Ce problème de description à outrance se retrouve généralement dans les univers créés de toute pièce. (Tiens, Interfeel ? Te revoilà ?). Le piège de base, surtout si l’on a bossé un sacré de temps pour faire un univers cohérent, est de vouloir tout décrire. De peur d’avoir creuser son univers pour rien. Pouvoir dire « regarde, j’ai aussi pensé à cela ». Sauf qu’une fois de plus, il faut penser au lecteur : trop d’informations parasites la lecture. Encore une fois, il faut une cohérence, et un choix rédactionnel.

Justement, parlant de problème propre aux univers imaginaires…

Un autre problème subsiste dans la description d’un univers inventé de toute pièce : ce qui est évident pour les personnages (qui évoluent dans cet unviers depuis toujours) ne l’est pas pour le lecteur. Et donc, ce qui est extraordinaire pour vous, lecteurs, est un lundi normal pour le personnage (si tant est que la notion de « lundi » existe dans cet univers). Il ne va donc pas s’embarasser à le décrire. Mais alors, comment faire ?

World of Wonder Dreams: Magical World
« C’est vraiment un univers fantastique ! »
« Bof, on s’y fait ».

++++++++++++++++++++

Consigne A —
Répondez aux questions suivantes sur l'extrait consacré à la description des univers inventés.
(i) Dans quels univers se retrouve généralement le problème de description à outrance ?
(ii) Selon la fin du premier paragraphe, que faut-il encore une fois ?
(iii) Ce qui est extraordinaire pour le lecteur est quoi pour le personnage ?
Consigne B — Dans l'extrait sur la description des univers inventés, recopiez tout ce qui va de « Un autre problème » jusqu'à « comment faire ? », en substituant « stupéfiant » à « extraordinaire ».

(Entrées d'étiquetage de la position des objets)
++++++++++++++++++++

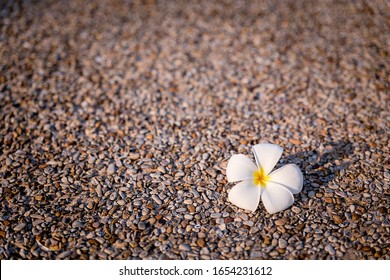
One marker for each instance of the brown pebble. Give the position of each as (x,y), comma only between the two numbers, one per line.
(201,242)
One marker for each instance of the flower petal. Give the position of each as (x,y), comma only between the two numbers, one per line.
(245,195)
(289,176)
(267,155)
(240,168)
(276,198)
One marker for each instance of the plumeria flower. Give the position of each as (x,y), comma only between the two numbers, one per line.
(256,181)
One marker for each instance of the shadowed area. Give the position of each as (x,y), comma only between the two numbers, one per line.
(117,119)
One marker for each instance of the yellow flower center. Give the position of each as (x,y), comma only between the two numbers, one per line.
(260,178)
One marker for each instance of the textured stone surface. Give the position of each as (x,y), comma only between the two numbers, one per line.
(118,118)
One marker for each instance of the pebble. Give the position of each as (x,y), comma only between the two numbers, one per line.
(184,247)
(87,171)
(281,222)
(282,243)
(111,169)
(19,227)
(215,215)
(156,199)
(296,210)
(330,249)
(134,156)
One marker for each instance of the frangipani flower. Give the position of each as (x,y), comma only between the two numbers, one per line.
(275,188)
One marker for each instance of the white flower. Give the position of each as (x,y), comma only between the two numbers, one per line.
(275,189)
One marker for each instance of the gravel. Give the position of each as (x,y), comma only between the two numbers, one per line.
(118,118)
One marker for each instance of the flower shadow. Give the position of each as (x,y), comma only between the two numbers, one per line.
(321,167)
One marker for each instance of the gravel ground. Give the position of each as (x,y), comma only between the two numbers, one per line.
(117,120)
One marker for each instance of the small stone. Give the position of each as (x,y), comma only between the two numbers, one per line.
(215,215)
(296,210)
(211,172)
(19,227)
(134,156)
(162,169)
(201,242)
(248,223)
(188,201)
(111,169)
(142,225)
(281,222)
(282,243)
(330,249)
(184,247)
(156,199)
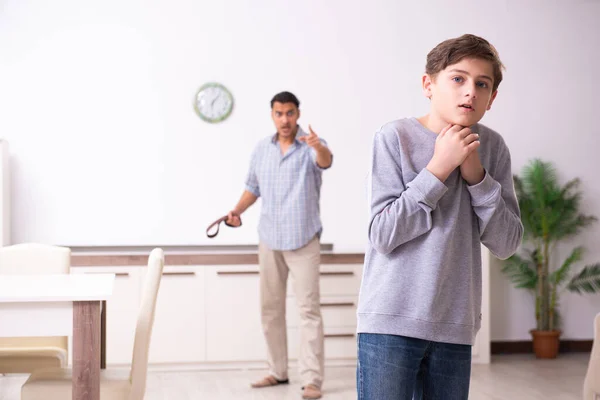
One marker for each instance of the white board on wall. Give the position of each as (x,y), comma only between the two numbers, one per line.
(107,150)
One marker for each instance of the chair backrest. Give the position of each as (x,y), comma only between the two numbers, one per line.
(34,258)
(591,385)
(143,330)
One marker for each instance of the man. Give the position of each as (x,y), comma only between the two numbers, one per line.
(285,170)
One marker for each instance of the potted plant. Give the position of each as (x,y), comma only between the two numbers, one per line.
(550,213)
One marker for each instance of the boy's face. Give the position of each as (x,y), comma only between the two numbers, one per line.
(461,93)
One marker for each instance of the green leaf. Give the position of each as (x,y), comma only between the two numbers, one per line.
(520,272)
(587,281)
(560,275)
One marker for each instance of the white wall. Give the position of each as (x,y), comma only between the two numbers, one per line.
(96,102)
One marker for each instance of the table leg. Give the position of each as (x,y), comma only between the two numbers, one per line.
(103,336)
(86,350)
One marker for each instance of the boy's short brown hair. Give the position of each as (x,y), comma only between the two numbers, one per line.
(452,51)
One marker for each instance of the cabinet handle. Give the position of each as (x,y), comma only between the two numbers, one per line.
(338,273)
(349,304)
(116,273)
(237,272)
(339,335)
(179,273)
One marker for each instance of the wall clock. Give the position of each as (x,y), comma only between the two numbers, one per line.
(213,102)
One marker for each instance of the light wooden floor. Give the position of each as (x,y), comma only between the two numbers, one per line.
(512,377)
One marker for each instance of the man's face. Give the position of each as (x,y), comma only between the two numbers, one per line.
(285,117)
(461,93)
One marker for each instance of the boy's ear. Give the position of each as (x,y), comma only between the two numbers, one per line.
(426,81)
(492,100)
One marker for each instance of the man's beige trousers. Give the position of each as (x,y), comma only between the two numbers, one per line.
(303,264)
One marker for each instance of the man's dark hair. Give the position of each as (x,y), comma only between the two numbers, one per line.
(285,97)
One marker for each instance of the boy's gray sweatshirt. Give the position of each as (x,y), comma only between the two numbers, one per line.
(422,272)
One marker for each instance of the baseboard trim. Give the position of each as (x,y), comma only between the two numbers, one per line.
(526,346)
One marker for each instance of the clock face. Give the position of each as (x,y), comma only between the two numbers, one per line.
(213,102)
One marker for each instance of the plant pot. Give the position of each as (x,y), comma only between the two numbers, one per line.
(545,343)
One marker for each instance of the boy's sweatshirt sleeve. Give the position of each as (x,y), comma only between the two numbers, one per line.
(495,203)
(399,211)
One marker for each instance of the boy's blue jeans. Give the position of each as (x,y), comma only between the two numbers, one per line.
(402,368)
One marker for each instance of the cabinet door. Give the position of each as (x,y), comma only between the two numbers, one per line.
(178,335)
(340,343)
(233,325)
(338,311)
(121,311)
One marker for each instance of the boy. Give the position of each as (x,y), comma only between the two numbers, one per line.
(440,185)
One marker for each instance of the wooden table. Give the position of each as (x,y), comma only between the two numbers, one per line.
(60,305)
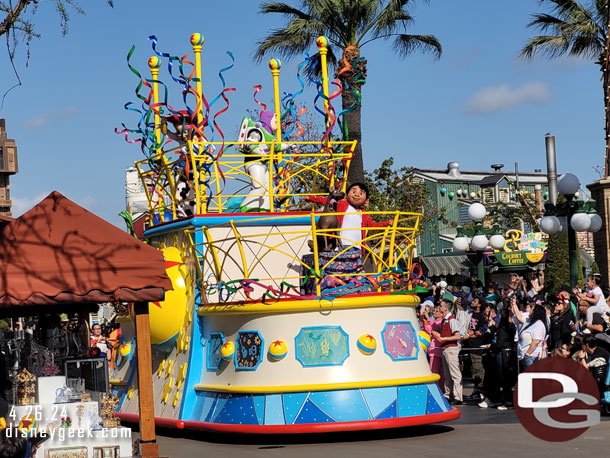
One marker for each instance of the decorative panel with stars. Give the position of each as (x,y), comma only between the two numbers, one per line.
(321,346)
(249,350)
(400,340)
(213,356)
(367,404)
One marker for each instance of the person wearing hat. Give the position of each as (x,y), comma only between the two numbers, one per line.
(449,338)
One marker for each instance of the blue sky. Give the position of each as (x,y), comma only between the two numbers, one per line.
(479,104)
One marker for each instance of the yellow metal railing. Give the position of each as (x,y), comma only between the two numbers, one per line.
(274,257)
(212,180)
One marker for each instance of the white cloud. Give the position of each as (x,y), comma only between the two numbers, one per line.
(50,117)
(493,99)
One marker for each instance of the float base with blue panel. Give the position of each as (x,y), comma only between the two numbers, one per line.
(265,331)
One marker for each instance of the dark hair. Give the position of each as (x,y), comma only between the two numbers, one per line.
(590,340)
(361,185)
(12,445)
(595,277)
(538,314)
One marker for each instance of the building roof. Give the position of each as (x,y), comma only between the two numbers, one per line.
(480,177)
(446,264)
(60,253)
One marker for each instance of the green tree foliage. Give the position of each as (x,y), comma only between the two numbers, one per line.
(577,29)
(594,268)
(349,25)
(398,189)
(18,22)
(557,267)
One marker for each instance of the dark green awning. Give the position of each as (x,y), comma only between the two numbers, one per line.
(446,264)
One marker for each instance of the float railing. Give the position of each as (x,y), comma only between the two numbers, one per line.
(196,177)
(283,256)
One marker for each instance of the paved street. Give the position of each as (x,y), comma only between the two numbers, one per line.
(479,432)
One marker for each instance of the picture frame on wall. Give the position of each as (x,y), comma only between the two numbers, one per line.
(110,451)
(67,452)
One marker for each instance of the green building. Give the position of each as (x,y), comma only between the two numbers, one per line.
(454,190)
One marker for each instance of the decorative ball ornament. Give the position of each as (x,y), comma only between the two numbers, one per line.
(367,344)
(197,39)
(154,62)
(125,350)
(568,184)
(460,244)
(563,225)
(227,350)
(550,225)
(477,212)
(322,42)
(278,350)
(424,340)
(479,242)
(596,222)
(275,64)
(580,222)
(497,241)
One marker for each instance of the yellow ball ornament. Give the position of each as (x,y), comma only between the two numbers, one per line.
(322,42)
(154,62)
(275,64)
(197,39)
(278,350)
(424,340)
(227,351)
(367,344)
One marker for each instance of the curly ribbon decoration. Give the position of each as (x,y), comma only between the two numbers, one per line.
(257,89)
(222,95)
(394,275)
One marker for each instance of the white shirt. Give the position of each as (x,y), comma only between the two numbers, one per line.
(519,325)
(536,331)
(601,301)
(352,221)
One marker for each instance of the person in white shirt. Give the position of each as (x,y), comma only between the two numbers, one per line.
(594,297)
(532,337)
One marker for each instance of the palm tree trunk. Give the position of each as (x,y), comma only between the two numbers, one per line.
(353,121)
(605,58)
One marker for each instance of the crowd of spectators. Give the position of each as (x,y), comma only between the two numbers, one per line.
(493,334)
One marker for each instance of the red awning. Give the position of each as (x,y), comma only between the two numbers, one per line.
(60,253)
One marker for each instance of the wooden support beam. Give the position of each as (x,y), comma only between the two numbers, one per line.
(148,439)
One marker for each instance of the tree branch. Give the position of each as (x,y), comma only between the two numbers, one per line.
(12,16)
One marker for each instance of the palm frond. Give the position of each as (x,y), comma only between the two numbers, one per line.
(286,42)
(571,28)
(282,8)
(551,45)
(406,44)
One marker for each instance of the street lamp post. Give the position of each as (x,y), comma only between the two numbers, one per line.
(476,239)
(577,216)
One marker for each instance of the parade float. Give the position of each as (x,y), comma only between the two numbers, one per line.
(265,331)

++++++++++++++++++++

Résultat de l'exercice A —
(i) Dans les univers créés de toute pièce.
(ii) Une cohérence et un choix rédactionnel.
(iii) Un lundi normal.

Résultat de l'exercice B —
Un autre problème subsiste dans la description d’un univers inventé de toute pièce : ce qui est évident pour les personnages (qui évoluent dans cet unviers depuis toujours) ne l’est pas pour le lecteur. Et donc, ce qui est stupéfiant pour vous, lecteurs, est un lundi normal pour le personnage (si tant est que la notion de « lundi » existe dans cet univers). Il ne va donc pas s’embarasser à le décrire. Mais alors, comment faire ?